Instructions for the task: Copy the data. Keep every character as given.
+--
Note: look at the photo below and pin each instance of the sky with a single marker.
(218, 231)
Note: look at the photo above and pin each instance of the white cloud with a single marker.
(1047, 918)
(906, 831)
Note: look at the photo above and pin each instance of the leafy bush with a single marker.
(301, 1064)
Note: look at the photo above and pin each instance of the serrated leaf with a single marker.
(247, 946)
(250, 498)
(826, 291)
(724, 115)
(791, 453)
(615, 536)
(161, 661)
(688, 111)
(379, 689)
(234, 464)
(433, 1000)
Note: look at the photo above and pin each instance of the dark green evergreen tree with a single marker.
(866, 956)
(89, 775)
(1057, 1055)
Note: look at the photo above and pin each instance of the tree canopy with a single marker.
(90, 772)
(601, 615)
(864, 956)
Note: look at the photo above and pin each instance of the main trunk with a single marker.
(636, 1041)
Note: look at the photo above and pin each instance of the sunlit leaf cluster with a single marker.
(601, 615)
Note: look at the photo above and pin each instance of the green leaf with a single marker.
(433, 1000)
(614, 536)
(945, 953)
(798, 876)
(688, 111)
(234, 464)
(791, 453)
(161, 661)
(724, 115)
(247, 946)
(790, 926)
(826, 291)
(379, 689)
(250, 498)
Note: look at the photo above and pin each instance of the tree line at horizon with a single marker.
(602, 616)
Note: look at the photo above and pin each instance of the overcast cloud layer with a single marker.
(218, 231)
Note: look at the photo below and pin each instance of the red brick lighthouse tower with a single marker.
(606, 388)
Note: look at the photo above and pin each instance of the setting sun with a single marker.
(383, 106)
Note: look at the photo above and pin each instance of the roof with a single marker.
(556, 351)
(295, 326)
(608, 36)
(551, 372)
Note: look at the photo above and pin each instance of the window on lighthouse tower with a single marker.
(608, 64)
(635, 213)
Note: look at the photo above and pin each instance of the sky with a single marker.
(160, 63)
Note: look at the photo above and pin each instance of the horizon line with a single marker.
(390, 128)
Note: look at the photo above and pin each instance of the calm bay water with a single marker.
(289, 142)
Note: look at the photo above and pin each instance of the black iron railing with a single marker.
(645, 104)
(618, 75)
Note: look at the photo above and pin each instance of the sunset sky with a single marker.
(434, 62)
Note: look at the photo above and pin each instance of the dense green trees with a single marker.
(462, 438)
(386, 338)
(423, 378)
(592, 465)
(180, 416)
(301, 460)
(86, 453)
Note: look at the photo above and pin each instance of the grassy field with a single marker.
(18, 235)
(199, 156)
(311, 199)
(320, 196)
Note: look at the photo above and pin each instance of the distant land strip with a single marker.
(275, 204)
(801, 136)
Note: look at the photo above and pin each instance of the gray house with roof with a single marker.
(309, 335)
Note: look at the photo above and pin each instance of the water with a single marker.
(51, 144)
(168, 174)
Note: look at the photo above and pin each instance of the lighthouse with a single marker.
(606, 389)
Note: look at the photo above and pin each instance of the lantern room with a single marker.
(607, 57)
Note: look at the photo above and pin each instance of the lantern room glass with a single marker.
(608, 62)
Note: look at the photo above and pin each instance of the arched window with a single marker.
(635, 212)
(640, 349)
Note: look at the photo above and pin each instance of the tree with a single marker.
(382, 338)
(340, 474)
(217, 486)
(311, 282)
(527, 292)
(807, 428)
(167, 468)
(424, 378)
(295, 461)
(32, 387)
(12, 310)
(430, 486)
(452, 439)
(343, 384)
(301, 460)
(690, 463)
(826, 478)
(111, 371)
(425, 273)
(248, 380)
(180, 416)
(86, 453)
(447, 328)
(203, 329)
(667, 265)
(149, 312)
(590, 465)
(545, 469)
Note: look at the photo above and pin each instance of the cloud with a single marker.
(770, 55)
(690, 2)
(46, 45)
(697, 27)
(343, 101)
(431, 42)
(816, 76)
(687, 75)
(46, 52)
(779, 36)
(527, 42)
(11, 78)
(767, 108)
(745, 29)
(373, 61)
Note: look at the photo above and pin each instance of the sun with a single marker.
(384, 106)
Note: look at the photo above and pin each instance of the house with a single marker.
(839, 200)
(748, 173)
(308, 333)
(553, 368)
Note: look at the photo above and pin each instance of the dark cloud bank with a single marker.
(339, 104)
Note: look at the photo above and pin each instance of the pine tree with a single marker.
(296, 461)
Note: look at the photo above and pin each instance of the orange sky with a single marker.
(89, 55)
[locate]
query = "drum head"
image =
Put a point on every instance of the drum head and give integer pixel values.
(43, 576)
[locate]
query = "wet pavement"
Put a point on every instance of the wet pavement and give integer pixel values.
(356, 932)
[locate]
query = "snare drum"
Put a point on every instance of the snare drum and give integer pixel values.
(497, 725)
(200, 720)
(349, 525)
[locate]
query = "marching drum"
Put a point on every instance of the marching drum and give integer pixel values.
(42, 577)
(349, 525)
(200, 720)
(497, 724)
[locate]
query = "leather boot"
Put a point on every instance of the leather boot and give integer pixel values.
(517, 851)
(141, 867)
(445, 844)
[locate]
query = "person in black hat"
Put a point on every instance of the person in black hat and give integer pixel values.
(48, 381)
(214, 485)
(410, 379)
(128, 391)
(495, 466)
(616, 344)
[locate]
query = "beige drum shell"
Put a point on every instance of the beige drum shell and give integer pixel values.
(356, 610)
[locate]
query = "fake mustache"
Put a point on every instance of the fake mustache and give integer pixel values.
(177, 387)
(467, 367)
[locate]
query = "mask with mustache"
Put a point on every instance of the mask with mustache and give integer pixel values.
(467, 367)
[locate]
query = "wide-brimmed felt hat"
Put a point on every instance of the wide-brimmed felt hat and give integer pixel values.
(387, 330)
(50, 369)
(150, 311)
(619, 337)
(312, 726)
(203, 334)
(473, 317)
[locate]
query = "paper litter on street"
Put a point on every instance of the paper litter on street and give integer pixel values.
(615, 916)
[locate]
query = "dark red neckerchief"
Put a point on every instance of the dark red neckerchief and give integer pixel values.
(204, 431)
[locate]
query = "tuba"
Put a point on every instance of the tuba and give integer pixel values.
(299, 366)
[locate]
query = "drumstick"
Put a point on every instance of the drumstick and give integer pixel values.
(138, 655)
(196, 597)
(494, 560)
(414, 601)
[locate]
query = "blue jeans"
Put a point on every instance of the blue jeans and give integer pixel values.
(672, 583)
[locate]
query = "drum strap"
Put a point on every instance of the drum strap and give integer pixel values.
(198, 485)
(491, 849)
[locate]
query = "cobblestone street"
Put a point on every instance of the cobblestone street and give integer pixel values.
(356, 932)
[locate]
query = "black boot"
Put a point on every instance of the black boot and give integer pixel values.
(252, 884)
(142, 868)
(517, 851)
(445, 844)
+--
Output for this exercise:
Note: look at the photo below and pin each instance of the sky with a single marker.
(218, 231)
Note: look at the photo above and pin each instance of the white cloud with a single marker.
(1047, 918)
(906, 831)
Note: look at the photo above and pin each instance of the leafy bush with a single marker.
(301, 1064)
Note: look at the photo above and pin each instance of the serrated leaf with a single marker.
(247, 946)
(250, 498)
(826, 291)
(724, 115)
(791, 453)
(615, 536)
(161, 661)
(688, 111)
(379, 689)
(234, 464)
(433, 1000)
Note: look at the photo above and pin each instance of the dark green evergreen tree with a single marker.
(866, 956)
(89, 775)
(1057, 1055)
Note: look at the photo above and pin each instance of the tree canopy with a single marker.
(90, 772)
(601, 615)
(864, 956)
Note: look at the photo above and pin each instance of the main trunk with a single marker.
(636, 1041)
Note: look at the photo above and pin each instance of the sunlit leaf cluster with a single marker.
(601, 615)
Note: look at the photo above and pin each instance of the green leaf with a single marker.
(433, 1000)
(614, 536)
(945, 953)
(798, 876)
(688, 111)
(234, 464)
(791, 453)
(161, 661)
(724, 115)
(247, 946)
(790, 926)
(826, 291)
(379, 689)
(250, 498)
Note: look at the photo above and pin each instance of the tree line at horizon with a single marker.
(602, 616)
Note: look at the photo above and pin each instance of the overcast cloud layer with a single marker.
(218, 231)
Note: look at the photo below and pin each instance of the red brick lighthouse tower with a single marker.
(606, 388)
Note: look at the photo above and pin each instance of the setting sun with a single marker.
(383, 106)
Note: look at the photo above and pin each instance of the roof with a single marker.
(556, 351)
(295, 326)
(608, 36)
(551, 372)
Note: look at the photo above and pin each instance of the window on lighthouse tower with a single marker.
(608, 64)
(635, 213)
Note: look at the photo above and pin each instance of the sky with a single marker.
(160, 63)
Note: look at the photo above and pin each instance of the horizon line with a single marker.
(390, 128)
Note: look at the photo above and pin each instance of the calm bay water with a single marker.
(289, 142)
Note: look at the photo above and pin each instance of the black iron railing with a single marker.
(645, 104)
(618, 75)
Note: look at the photo above and pin each instance of the sunset sky with a single marker.
(434, 62)
Note: look at the photo above and pin each instance of the dense green trees with a single marker.
(462, 438)
(386, 338)
(423, 378)
(592, 465)
(180, 416)
(301, 460)
(86, 453)
Note: look at the photo above and pin each instance of the grassy field with a single marker.
(18, 235)
(199, 156)
(311, 199)
(320, 196)
Note: look at the photo above and pin each instance of the distant land strip with a single marker.
(275, 204)
(801, 136)
Note: look at the photo above and pin each instance of the gray house with roof with a single marker.
(309, 335)
Note: look at the photo above and pin each instance of the water with a single marker.
(51, 144)
(168, 174)
Note: look at the photo above and pin each instance of the lighthouse with a single marker.
(606, 389)
Note: look at the photo above and pin each instance of the lantern room with a single marker.
(607, 57)
Note: look at the photo above and pin each instance of the lantern room glass with a single marker.
(608, 62)
Note: look at the photo above and pin each instance of the arched window with a single marker.
(635, 212)
(640, 349)
Note: look at the photo above and pin each instance of the tree with a single marker.
(382, 338)
(340, 474)
(217, 486)
(311, 282)
(527, 292)
(807, 428)
(167, 468)
(424, 378)
(295, 461)
(32, 387)
(12, 310)
(430, 486)
(452, 439)
(343, 384)
(301, 460)
(690, 463)
(826, 478)
(111, 371)
(425, 273)
(248, 380)
(180, 416)
(86, 453)
(447, 328)
(203, 329)
(667, 265)
(149, 312)
(590, 465)
(545, 469)
Note: look at the photo above and pin each instance of the cloud with a single marker.
(770, 55)
(690, 2)
(46, 45)
(697, 27)
(343, 101)
(431, 42)
(816, 76)
(687, 75)
(46, 52)
(779, 36)
(527, 42)
(11, 78)
(767, 108)
(745, 29)
(373, 61)
Note: look at the photo above and pin each instance of the sun with a single marker.
(384, 106)
Note: look at the photo above and pin each instance of the house with a single marker.
(839, 200)
(748, 173)
(308, 333)
(553, 368)
Note: look at the photo above and pin each instance of the dark cloud bank with a single marker.
(339, 104)
Note: look at the photo above and pin each instance of the pine tree with a single marker.
(296, 461)
Note: look at the photo above and pin each instance of the orange sky with a single marker.
(89, 55)
[locate]
query = "drum head"
image =
Put a point on every instance of the drum head and give integer pixel values.
(43, 576)
[locate]
query = "wet pavement"
Put a point on every instance of the wet pavement and give integer pixel values.
(356, 932)
[locate]
query = "snare drum"
Put a point on every instance of the snare drum and give integer pixel values.
(497, 725)
(200, 720)
(349, 525)
[locate]
query = "marching drum"
Put a point on every instance of the marching drum and give integer pixel values.
(42, 577)
(349, 525)
(200, 720)
(497, 724)
[locate]
query = "leather boot"
Put a point on every instance of the leather boot and give integer pixel values.
(517, 851)
(141, 867)
(445, 844)
[locate]
query = "person in black hat"
Put a point on every instance of the person in black hat and give integer pixel values.
(48, 381)
(214, 485)
(410, 379)
(128, 391)
(495, 466)
(616, 344)
[locate]
query = "beige drum shell"
Put a point on every instance of the beige drum shell and give integer pixel values.
(356, 610)
[locate]
query = "fake mustache"
Put a point on every instance of the fake mustache and give integer pixel values.
(177, 387)
(467, 367)
[locate]
query = "mask with mustache"
Put a point on every instance of the mask with mustache and give integer pixel values.
(467, 367)
[locate]
query = "wide-brimmed felt hat"
Put a point on every instance of the wide-brimmed felt hat and give integer pixel values.
(387, 330)
(50, 369)
(150, 311)
(619, 337)
(312, 726)
(203, 334)
(473, 317)
[locate]
query = "paper litter on street"
Put a point on every instance of the paper litter on street and give integer pixel values.
(615, 916)
[locate]
query = "dark red neckerchief"
Put a point on every instance of the dark red neckerchief and give integer pixel values.
(204, 431)
[locate]
query = "tuba"
Put a point on every instance of the tuba and give integer pixel values.
(299, 366)
[locate]
query = "drumstick"
Put a point on every instance of the drumstick and give integer pixel values.
(138, 655)
(196, 597)
(494, 560)
(414, 601)
[locate]
query = "blue jeans"
Put a point on every instance of the blue jeans and give integer pixel values.
(672, 583)
[locate]
query = "drum strap"
Put a point on every instance of the drum strap and give integer pixel values.
(198, 485)
(491, 849)
[locate]
query = "cobblestone street"
Put a point on every instance of the cobblestone street and give integer pixel values.
(356, 932)
[locate]
query = "black boot"
Put a point on every instance of the black boot and give integer pixel values.
(252, 884)
(142, 868)
(517, 851)
(445, 844)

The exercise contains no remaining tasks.